**Texto dado:**
El seranu

En San Valentín

Allá por la década de los setenta, una joven enamorada unió su vida al amor de su vida. Deseaban ambos casarse en una fecha emblemática como la de san Valentín y un sábado catorce de febrero, se dieron el sí quiero.

Ambos vivían en un pequeño pueblo donde no había muchas oportunidades de medrar, sino era dedicándose a lo que siempre habían hecho sus padres, campo y ganado.
Así que decidieron emigrar para buscar un futuro mejor. Se instalaron en la ciudad de Lyon en Paris y allí trabajaron en todo lo que les salió, prosperando después de algunos años.

Desde que se habían jurado amor eterno siendo niños, no dejaron ni un solo día de alimentar ese amor. Aunque tuviesen distintos puntos de vista de las situaciones, sabían respetar la idea del otro y a pesar de no compartir ideas, aceptaban la postura contraria sin discusión.
En fechas señaladas no faltaba obsequio por pequeño que fuera para regalarse, y muchísimo menos en cada momento demostrarse su amor.
Después de dos décadas fuera de su patria, regresaron a su pueblo natal, pusieron un negocio, de bar de comidas y tienda. Los dos trabajaban codo con codo, llevando ambas cosas. No habían tenido hijos, y con esfuerzo llevaban todo.
Rara vez, se les veía enfadados entre sí, aunque las circunstancias fuesen adversas, siempre tenían una palabra de ánimo y de cariño, para alegrarse el día. Si él deseaba ir de pesca, o jugar a los bolos, ella doblaba el esfuerzo, para que pudiese acudir a su hobbit. Si por el contrario era ella la que iba al salón de belleza a la villa cercana, era el hombre el que desempeñaba las veces de tendero, y sirviendo cafés en la cantina, además de vigilar los pucheros.

**Datos guardados:**
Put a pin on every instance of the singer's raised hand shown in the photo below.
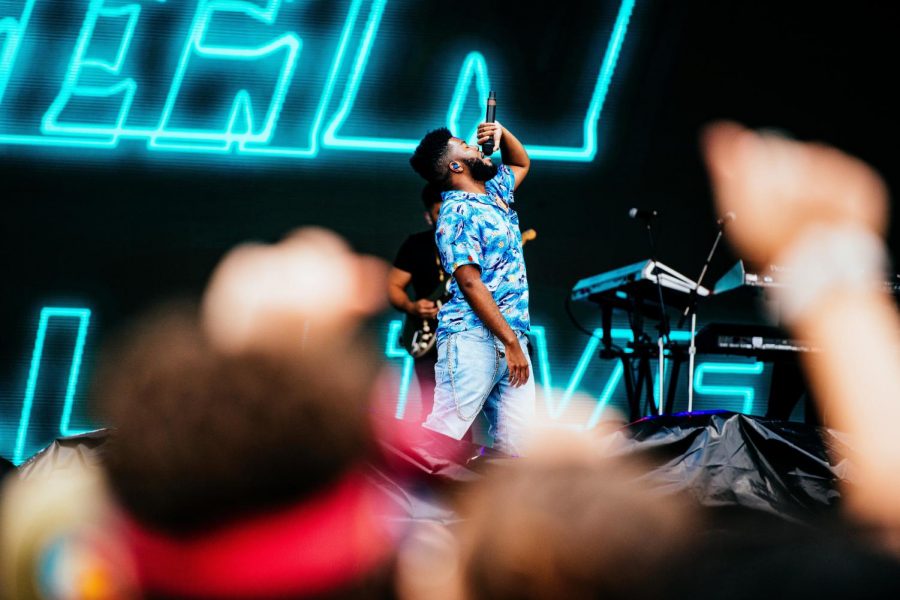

**Objetivo planteado 1:**
Vuelve a escribir el relato de San Valentín desde "Desde que se" hasta "demostrarse su amor.", sustituyendo "amor eterno" por "amor para siempre".
**Objetivo planteado 2:**
Sigue escribiendo el relato de San Valentín a partir de donde termina.
Las líneas no hacen falta para esto.

**Resultado final 1:**
Desde que se habían jurado amor para siempre siendo niños, no dejaron ni un solo día de alimentar ese amor. Aunque tuviesen distintos puntos de vista de las situaciones, sabían respetar la idea del otro y a pesar de no compartir ideas, aceptaban la postura contraria sin discusión.
En fechas señaladas no faltaba obsequio por pequeño que fuera para regalarse, y muchísimo menos en cada momento demostrarse su amor.

**Resultado final 2:**
Todos los que tuvimos la oportunidad de coincidir en alguna época de sus vidas, no dejamos de admirar el gran amor que se profesaban, siempre una sonrisa, una alabanza, una caricia…
Cai nunca se llamaban por su nombre, si no por cariño, amor.

Cuando llegaba el postre, algo que ambos encantaba, si quedaba poco del dulce, compartían el pequeño pedazo, e incluso si era el dulce favorito de la pareja, el otro no tenía problema en ceder su parte, aunque se quedase sin nada.

Para cuando llegó la jubilación y traspasaron el negocio, compraron una vivienda en una población más grande, cercana al pueblo. Él seguía yendo de pesca cuando podía y jugando a las cartas después de comer, mientras ella, iba a caminar. Cuando terminaba la partida, esperaba a su esposa que regresaba del paseo, donde habían quedado y juntos cogidos de la mano, iban a tomarse algo, para luego preparar ambos la cena.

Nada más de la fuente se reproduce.